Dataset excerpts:
■ ■ ■ ■ ■

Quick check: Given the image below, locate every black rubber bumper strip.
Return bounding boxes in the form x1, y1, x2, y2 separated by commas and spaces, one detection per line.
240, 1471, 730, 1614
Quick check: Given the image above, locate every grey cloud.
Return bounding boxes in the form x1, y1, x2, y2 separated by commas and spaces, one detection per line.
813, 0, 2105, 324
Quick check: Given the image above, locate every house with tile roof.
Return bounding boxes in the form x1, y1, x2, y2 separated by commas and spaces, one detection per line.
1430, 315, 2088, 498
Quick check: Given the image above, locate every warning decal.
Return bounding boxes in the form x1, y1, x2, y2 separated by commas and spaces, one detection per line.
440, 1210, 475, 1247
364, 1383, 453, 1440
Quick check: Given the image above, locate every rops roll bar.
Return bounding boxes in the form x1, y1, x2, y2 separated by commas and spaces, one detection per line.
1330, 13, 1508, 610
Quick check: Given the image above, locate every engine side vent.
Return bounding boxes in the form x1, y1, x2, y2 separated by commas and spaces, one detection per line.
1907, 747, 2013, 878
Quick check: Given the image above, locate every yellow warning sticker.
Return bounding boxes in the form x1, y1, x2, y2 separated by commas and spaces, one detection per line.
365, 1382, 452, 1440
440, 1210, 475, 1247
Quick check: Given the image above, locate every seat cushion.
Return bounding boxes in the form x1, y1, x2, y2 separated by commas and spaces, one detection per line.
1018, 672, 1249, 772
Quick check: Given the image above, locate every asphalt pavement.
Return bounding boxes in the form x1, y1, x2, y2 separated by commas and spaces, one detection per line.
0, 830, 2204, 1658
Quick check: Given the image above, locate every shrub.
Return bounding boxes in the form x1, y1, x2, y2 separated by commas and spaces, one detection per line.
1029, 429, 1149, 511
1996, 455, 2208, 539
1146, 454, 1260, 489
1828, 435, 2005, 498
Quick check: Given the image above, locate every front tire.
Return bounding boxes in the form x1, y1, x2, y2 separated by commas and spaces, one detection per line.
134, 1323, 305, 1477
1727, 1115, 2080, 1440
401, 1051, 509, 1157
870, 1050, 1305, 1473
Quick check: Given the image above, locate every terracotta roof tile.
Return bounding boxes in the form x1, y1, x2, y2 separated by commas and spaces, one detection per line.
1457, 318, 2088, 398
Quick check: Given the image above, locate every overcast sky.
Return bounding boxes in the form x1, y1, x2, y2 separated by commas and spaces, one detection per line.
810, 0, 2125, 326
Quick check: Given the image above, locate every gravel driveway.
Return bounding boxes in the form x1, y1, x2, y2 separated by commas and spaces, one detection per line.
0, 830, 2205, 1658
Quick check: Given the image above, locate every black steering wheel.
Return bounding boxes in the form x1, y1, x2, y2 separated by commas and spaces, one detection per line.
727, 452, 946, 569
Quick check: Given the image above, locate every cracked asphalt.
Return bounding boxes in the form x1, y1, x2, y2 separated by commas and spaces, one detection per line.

■ ■ ■ ■ ■

■ **WHAT YOU ARE ASKED TO DO**
Set down each entry exactly as it appears above.

■ **SOLUTION TO THIS PROBLEM**
Quick check: Given the image below, locate every black rubber bumper strip.
Return bounding boxes in the form x1, y1, x2, y2 separated by commas and spaces, one detection per line.
240, 1471, 730, 1614
Quick check: Given the image above, locate every grey cloud.
Return bounding boxes in the form x1, y1, x2, y2 separated by commas and spaces, one detection per line.
813, 0, 2105, 324
Quick check: Given the image above, locate every house with tile roof.
Return bounding boxes in the form x1, y1, x2, y2 separated by commas and spaces, one detection per line.
1430, 315, 2088, 498
Quick check: Given the image above, locate every warning decal.
Return bounding boxes in the form x1, y1, x2, y2 separated by commas and spaces, one detection per line.
440, 1210, 475, 1247
364, 1383, 453, 1440
Quick check: Given the image above, locate every rops roll bar.
Return bounding boxes in the form x1, y1, x2, y2 separated by commas and spaces, one detection per line.
1330, 13, 1508, 610
Quick check: Given the image above, locate every engine side vent.
Return bounding boxes in the form x1, y1, x2, y2 separated by commas and spaces, one detection per line.
1907, 747, 2013, 878
Quick check: Given the image above, locate every yellow warning sticker.
Return bounding boxes in the form x1, y1, x2, y2 separated by commas and spaces, one detection per line.
365, 1382, 452, 1440
440, 1210, 475, 1247
Quick check: Given the image above, locate every seat cushion.
Return bounding boxes in the form x1, y1, x2, y2 separated by commas and spaces, one detection per line.
1018, 672, 1249, 772
Quick check: Given the image above, locate every asphalt pavement.
Return bounding boxes in the form x1, y1, x2, y2 separated by commas and spaces, one detection per line.
0, 830, 2204, 1658
Quick check: Given the image above, locate every shrub.
Return bounding boxes in the form x1, y1, x2, y2 separated by commas and spaces, one detection per line.
1029, 429, 1149, 511
1996, 455, 2208, 539
1146, 454, 1260, 489
1828, 435, 2005, 498
Quick check: Given the image above, locate every front tire.
Return bounding boxes in the form x1, y1, x2, y2 separated by commas and spaces, one detection per line.
134, 1323, 305, 1477
1727, 1115, 2080, 1440
401, 1051, 509, 1157
870, 1050, 1305, 1473
Quick check: Given the image above, locate every terracotta roof tile.
Return bounding boxes in the form x1, y1, x2, y2 separated by commas and spaces, one detection per line.
1457, 318, 2088, 398
Quick check: Given the image above, locate every overcast sky.
Return bounding boxes in the form x1, y1, x2, y2 separated by commas and spaces, one detection per line.
810, 0, 2125, 326
Quick check: Given the image above, locate every gravel driveway.
Return bounding boxes in the form x1, y1, x2, y2 separated by commas and spaces, one detection per line.
0, 830, 2205, 1658
Quick check: Given the image above, locate every black steering wheel.
Return bounding boxes in the form x1, y1, x2, y2 separated by commas and spaces, one detection per line.
727, 452, 946, 569
Quick check: Given the image above, locate every cracked asphalt.
Return bounding boxes in the form x1, y1, x2, y2 separated by commas and spaces, one detection per line.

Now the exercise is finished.